Count the lines below that contain the word "bearded" and reply with only that number.

[Begin]

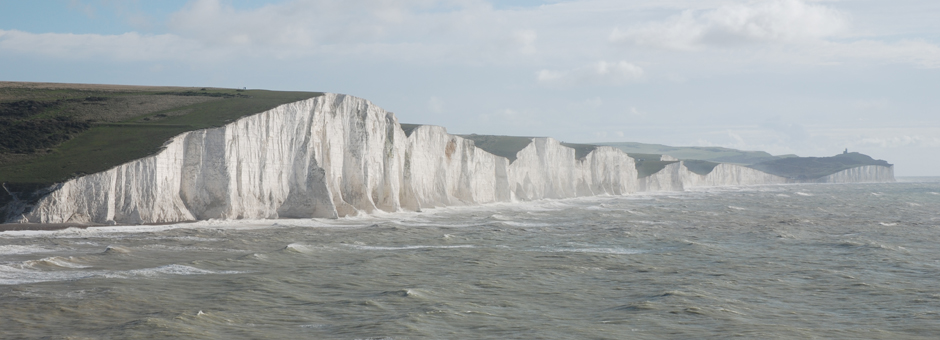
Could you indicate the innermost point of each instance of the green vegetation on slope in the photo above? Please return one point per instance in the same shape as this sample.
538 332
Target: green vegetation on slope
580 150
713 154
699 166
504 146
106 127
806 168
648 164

[End]
[Begin]

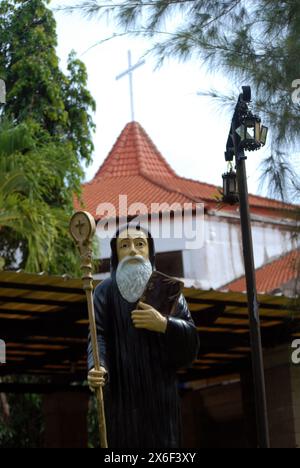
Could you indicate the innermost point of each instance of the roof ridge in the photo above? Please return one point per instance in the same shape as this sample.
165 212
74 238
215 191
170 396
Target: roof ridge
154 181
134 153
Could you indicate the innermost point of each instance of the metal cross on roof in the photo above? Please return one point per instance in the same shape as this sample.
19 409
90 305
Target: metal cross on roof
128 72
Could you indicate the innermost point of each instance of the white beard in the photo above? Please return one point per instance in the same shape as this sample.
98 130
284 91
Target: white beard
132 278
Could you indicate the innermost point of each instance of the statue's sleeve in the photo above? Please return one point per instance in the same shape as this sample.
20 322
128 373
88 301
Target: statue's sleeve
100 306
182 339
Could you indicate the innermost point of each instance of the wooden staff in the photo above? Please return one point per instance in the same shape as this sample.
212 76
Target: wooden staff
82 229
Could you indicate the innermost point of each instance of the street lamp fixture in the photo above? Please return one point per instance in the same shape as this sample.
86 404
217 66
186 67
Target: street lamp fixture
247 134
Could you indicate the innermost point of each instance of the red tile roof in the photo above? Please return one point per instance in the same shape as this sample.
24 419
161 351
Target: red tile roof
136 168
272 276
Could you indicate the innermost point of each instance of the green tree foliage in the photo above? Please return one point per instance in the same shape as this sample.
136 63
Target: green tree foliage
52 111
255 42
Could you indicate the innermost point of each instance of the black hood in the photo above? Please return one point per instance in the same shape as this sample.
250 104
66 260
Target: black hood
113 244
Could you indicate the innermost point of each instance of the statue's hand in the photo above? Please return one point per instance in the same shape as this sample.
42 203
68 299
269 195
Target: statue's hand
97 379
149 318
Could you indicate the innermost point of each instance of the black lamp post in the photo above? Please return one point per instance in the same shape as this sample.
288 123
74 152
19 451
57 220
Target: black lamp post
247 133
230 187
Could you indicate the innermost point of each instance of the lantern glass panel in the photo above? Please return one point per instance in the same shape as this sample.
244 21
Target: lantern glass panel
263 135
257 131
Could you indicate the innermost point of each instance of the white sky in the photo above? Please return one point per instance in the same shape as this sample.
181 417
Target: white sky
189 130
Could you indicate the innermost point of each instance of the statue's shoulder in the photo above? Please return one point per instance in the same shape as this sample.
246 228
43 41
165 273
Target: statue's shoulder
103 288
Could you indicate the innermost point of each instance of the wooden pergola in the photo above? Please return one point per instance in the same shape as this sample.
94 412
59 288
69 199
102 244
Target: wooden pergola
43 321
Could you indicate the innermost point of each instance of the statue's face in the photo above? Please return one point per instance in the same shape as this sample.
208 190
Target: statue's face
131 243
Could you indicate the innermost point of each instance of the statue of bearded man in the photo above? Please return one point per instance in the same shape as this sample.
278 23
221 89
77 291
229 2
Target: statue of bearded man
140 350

[End]

**Solution for this problem:** 2